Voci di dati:
# # #

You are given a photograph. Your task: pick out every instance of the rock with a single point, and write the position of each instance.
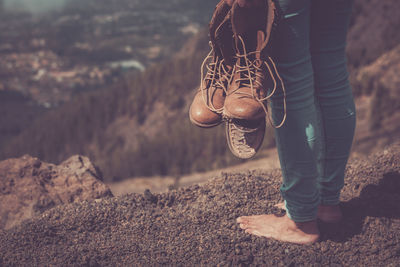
(28, 186)
(382, 79)
(373, 31)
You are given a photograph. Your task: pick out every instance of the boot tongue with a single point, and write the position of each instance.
(260, 43)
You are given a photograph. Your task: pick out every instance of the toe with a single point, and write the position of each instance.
(243, 226)
(242, 219)
(253, 232)
(280, 206)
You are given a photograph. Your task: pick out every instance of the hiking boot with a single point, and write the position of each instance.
(207, 106)
(245, 137)
(253, 73)
(208, 103)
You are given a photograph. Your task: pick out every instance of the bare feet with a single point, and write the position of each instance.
(280, 228)
(327, 214)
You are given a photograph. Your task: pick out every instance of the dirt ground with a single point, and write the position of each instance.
(196, 225)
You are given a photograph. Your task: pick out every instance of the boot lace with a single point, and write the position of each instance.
(217, 76)
(250, 71)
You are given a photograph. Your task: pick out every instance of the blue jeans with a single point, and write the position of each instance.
(315, 141)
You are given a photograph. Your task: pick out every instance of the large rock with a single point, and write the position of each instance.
(383, 80)
(29, 186)
(374, 31)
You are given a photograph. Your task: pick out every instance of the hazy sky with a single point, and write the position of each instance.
(34, 6)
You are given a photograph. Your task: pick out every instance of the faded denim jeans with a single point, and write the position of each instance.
(315, 141)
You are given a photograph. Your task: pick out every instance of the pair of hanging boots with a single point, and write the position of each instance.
(240, 76)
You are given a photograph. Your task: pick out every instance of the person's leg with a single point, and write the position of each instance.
(297, 139)
(329, 23)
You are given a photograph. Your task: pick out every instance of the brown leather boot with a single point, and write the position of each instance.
(253, 73)
(207, 106)
(245, 137)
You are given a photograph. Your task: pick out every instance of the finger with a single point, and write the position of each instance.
(229, 2)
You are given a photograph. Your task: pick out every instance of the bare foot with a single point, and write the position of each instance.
(280, 228)
(328, 214)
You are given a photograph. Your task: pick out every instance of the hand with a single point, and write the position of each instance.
(245, 3)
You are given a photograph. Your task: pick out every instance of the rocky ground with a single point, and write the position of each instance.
(196, 225)
(28, 186)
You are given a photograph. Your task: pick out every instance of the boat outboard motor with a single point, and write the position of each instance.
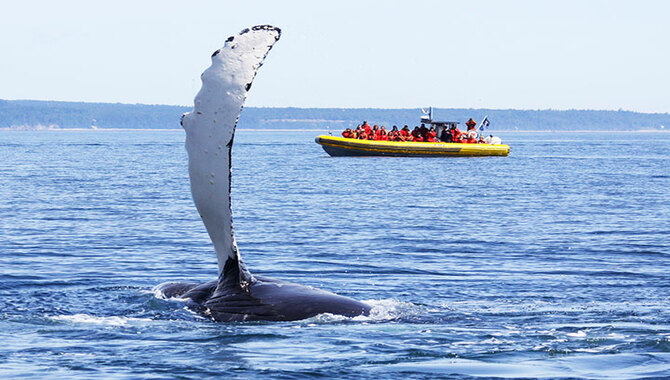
(493, 140)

# # #

Riscrivi per intero tutto ciò che va dalla riga che contiene "of the hazy" giù fino all'ultima riga, spostando ogni coordinata dei punti con l'aggiunta di -142. Lascia fuori le immagini.

_Risposta all'esercizio:_
You are given a photograph. Your task: pick out every instance of the hazy sky with a single point, and write the position of each instance.
(-108, -136)
You are given a photograph. Your task: pick out every instance of the faded denim jeans with a single point, and write the position of each instance.
(173, -1)
You are given a photograph. Your task: pick out every instance of the pair of hanging boots with a single point, and write the position of each instance.
(98, -66)
You are given a photograph. Your task: pick out every instance of the person's leg with a single point, and write the position of each instance.
(155, -3)
(187, -119)
You are given a photograph. Your task: pick out every instance of the brown leather boot with a single point, and write the position of each instance.
(111, -69)
(65, -36)
(103, -5)
You are given a photograph. Your task: pick out every instance of the finger with a single point, and write the position of each instance.
(87, -140)
You are given a photograph. Your task: pick out every instance of the bare foot with a single point, and write the position of each instance.
(138, 86)
(186, 72)
You are given a photograph. Your task: pick out every instance of the hand with a single point, and write the position of each instance.
(103, -139)
You are given a photograph. Your task: pick out every instance of the rocky ground with a single point, and write the position of each instance.
(54, 83)
(-114, 44)
You are given a photograph. Your task: pick out every instance of the boat outboard motor with a single point, and write the position of each instance.
(351, -2)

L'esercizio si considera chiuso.